## What the task requires
Count up the lines below containing the word "format", and give the result with no other words.

## Input data
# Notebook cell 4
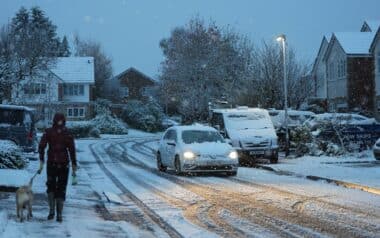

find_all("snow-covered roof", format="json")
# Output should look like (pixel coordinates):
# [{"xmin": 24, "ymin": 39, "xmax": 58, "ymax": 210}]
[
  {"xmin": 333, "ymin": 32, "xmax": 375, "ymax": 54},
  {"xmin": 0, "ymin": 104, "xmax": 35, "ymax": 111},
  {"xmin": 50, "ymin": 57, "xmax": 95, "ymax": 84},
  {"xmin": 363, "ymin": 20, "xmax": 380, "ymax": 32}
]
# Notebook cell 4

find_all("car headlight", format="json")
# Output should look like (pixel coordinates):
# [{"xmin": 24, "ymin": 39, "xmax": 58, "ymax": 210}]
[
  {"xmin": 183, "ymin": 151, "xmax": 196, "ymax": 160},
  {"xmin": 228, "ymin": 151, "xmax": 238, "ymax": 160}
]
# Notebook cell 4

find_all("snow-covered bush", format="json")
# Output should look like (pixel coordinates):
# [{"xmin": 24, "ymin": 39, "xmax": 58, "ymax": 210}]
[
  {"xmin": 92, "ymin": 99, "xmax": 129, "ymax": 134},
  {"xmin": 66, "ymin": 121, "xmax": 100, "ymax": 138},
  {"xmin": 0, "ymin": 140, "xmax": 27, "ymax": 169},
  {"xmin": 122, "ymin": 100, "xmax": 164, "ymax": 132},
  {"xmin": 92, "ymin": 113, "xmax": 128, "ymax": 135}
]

## Completed exercise
3